- **Source extract**
========
# Libraries and Data

In [1]:
#downloading and installing needed libraries

import pandas as pd
import re #regular expressions
import nltk #natural language processing 
from nltk.stem import WordNetLemmatizer
from nltk.corpus import stopwords 
from nltk.tokenize import word_tokenize 
nltk.download('wordnet') 
nltk.download('stopwords')
nltk.download('punkt')

#Data
texts = pd.read_csv("quality_for_ai_output.csv")

[nltk_data] Downloading package wordnet to /Users/Jakub/nltk_data...
[nltk_data]   Package wordnet is already up-to-date!
[nltk_data] Downloading package stopwords to /Users/Jakub/nltk_data...
[nltk_data]   Unzipping corpora/stopwords.zip.
[nltk_data] Downloading package punkt to /Users/Jakub/nltk_data...
[nltk_data]   Package punkt is already up-to-date!


# Analysis 

In [3]:
#selecting only important variables of the dataset
texts = texts[["MSG_BODY","EMPATHY_RECODED"]]

#changing variable empathy_recoded into categorical variable
texts["EMPATHY_RECODED"] = texts["EMPATHY_RECODED"].astype("category")

#Droping all rows with missing observations (after we found there are NAs in EMPATHY_RECODED)
texts.dropna(inplace = True)
texts.reset_index(inplace = True,drop = True)
#texts = texts.dropna()
#counting number of observ. for each factor
print(texts["EMPATHY_RECODED"].value_counts())
#only 7 percent fails

#storing modified datafile
texts_or = texts.copy() #musi byt copy, lebo je to inak len pointer!!!

Pass    5419
Fail     405
Name: EMPATHY_RECODED, dtype: int64


# Text Preprocessing

In [4]:
texts_var = texts["MSG_BODY"].copy()

#reduce inflectional forms and sometimes derivationally related forms of a word to a common base form.
lemmatizer = WordNetLemmatizer()

for text in range(0,len(texts_var)):
    texts_var.iloc[text] = texts_var.iloc[text].lower()
========
- **Records supplied**
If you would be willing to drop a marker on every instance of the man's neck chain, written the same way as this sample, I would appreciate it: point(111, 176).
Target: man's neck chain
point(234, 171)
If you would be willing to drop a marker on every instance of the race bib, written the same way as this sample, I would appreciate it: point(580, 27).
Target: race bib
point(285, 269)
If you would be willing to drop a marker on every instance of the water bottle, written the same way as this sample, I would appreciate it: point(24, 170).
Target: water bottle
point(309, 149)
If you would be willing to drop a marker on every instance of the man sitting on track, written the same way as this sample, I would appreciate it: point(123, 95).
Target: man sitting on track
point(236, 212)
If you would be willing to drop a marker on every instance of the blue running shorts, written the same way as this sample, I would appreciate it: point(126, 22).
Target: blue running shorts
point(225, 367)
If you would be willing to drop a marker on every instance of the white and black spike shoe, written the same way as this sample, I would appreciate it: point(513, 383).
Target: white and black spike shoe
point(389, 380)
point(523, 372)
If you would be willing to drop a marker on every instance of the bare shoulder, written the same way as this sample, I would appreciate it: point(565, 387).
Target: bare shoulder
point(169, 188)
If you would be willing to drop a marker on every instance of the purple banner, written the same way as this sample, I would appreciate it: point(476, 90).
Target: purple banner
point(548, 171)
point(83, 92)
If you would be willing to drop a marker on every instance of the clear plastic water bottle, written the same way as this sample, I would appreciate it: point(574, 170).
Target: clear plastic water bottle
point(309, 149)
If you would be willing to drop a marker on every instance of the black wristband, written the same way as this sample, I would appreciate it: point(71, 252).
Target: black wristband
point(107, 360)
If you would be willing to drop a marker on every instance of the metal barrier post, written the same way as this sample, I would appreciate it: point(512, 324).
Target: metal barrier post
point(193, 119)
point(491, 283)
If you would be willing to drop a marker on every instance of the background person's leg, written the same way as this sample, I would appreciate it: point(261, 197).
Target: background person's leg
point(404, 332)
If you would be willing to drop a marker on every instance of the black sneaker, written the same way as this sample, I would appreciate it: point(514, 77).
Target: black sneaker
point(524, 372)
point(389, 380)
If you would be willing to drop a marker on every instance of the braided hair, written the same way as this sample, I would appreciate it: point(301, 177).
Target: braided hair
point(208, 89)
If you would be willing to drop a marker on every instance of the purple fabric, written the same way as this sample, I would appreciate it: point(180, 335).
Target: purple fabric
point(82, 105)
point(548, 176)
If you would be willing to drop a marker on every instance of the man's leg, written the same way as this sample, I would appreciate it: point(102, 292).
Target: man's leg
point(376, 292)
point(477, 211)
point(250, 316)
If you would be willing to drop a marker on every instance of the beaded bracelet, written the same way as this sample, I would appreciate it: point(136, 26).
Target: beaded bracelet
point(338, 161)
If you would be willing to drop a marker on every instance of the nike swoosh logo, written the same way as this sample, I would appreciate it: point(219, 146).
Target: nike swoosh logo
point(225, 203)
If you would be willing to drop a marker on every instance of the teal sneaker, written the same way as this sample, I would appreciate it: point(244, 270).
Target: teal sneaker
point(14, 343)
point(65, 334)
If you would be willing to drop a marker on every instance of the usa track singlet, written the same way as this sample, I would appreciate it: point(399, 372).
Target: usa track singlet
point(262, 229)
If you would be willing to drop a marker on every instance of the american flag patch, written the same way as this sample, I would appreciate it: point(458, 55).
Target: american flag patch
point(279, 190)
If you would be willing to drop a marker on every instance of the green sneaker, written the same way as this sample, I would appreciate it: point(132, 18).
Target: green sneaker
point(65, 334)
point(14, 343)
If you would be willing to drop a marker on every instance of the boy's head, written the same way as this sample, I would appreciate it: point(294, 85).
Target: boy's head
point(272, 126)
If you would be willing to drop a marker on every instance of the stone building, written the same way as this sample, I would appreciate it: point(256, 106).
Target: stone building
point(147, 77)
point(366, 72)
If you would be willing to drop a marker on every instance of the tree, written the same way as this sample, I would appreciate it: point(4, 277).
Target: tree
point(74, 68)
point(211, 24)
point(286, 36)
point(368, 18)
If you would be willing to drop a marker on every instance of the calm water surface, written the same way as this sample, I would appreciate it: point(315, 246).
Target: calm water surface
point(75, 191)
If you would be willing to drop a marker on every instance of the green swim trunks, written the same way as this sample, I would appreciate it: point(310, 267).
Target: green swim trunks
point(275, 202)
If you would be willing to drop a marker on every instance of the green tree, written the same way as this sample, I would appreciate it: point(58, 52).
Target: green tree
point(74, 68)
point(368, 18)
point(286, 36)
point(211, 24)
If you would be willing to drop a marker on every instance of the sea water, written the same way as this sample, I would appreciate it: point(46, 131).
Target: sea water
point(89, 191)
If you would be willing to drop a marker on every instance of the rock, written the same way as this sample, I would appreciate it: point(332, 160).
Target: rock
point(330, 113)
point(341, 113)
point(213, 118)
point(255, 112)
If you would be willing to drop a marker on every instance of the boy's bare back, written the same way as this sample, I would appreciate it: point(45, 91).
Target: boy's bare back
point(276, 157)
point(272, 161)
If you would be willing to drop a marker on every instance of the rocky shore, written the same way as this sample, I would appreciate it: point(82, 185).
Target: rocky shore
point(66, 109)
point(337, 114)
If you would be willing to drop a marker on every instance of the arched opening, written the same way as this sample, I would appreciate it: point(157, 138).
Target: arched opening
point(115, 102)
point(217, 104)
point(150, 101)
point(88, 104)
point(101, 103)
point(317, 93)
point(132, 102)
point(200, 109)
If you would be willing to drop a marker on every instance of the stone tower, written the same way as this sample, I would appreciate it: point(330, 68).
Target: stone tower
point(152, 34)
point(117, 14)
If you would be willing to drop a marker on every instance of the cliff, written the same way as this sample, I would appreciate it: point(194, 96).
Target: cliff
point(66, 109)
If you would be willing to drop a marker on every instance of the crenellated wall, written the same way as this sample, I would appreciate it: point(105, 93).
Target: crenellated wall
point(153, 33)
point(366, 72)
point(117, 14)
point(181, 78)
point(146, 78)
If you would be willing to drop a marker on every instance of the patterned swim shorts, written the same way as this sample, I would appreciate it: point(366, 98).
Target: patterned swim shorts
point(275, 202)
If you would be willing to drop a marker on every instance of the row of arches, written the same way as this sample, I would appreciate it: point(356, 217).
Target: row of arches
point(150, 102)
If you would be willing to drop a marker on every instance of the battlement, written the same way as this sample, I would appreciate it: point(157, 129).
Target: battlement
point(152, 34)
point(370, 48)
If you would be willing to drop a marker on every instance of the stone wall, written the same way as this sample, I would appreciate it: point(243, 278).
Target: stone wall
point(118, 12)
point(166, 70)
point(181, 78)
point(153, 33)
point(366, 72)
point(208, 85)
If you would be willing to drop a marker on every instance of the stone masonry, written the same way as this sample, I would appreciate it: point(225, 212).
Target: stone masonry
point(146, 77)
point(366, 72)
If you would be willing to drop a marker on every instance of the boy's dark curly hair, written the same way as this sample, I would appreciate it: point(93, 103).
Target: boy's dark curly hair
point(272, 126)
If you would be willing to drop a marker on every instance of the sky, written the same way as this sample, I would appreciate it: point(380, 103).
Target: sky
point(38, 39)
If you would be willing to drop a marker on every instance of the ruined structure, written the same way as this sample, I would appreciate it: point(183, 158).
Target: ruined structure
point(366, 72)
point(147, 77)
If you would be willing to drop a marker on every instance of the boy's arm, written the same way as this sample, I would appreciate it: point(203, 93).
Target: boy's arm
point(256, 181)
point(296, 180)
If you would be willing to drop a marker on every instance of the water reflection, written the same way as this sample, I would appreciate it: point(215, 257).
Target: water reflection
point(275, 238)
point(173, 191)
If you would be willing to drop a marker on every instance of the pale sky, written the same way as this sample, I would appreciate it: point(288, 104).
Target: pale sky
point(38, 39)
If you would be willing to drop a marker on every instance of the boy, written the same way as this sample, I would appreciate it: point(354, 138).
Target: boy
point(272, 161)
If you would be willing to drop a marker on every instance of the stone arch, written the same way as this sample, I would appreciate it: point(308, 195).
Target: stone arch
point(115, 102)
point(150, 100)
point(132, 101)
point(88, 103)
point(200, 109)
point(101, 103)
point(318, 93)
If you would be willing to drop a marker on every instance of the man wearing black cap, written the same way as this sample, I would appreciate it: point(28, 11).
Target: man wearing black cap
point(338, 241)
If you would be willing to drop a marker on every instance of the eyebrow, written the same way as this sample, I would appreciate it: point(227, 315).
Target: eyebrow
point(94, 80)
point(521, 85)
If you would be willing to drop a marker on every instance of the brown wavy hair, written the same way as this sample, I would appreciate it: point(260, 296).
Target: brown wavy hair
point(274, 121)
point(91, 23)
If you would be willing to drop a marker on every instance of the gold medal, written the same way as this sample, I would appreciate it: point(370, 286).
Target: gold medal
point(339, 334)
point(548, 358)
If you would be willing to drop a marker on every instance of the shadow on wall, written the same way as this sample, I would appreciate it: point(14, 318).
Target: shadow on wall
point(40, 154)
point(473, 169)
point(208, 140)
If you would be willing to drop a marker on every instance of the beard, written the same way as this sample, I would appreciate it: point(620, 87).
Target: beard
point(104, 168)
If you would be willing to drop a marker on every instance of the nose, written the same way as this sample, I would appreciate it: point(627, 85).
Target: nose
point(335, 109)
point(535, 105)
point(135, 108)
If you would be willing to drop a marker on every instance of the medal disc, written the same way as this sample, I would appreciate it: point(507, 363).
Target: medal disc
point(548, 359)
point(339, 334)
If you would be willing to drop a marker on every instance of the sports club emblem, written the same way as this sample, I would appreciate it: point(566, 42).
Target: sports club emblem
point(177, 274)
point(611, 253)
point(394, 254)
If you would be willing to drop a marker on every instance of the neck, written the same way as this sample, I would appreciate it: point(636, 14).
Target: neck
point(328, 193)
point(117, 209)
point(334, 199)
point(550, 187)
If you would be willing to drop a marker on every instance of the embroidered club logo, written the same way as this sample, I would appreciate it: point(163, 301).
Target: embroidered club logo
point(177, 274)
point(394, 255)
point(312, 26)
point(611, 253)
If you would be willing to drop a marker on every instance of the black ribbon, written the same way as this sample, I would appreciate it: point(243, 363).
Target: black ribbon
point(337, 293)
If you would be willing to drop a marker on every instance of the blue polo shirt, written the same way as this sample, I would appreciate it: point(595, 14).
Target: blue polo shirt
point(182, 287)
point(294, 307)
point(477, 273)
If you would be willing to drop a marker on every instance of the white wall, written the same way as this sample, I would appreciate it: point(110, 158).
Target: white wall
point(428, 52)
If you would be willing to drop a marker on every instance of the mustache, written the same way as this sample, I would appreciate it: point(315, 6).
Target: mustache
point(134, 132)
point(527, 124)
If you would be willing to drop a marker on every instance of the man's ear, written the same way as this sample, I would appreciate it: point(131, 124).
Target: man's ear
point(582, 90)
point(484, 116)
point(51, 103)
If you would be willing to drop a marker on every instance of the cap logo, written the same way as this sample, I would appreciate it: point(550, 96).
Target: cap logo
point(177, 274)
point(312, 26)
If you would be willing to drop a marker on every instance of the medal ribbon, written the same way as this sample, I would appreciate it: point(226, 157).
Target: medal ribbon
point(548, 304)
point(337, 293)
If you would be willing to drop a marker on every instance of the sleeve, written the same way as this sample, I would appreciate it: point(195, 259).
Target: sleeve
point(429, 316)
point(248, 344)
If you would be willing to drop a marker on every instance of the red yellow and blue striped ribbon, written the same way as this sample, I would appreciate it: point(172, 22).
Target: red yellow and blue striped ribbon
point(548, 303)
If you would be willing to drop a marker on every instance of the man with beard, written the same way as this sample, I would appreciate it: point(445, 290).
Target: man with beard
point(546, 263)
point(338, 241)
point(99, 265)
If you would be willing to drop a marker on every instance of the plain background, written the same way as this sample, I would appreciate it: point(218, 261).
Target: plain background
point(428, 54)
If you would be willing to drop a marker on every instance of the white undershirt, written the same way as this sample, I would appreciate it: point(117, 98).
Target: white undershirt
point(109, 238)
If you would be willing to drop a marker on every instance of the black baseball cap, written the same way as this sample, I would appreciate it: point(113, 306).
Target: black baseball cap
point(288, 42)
========
- **Stated task 1**
Output the part of the text-preprocessing notebook from "# Libraries and" up to and including "nltk.download('punkt')", copying it word for word.
- **Stated task 2**
Turn the output block in the text-preprocessing notebook that begins "[nltk_data] Downloading package wordnet" into a brief bulleted list, keeping its main facts.

- **Task output 1**
# Libraries and Data

In [1]:
#downloading and installing needed libraries

import pandas as pd
import re #regular expressions
import nltk #natural language processing 
from nltk.stem import WordNetLemmatizer
from nltk.corpus import stopwords 
from nltk.tokenize import word_tokenize 
nltk.download('wordnet') 
nltk.download('stopwords')
nltk.download('punkt')

- **Task output 2**
- Target folder for all three packages: /Users/Jakub/nltk_data
- wordnet: already up-to-date
- stopwords: unzipped from corpora/stopwords.zip
- punkt: already up-to-date